Segment Open

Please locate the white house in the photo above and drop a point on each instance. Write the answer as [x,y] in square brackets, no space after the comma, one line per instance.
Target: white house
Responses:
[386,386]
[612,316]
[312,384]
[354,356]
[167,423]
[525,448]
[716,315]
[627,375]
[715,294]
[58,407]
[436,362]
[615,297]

Segment Closed

Work request :: Which lines above contain the word "house"? Copy each of them.

Result ::
Please locate the white house in the photo above and drop a point on each instance. Write the answer as [x,y] in square brackets, no space after the comma, one line per instance.
Target: white house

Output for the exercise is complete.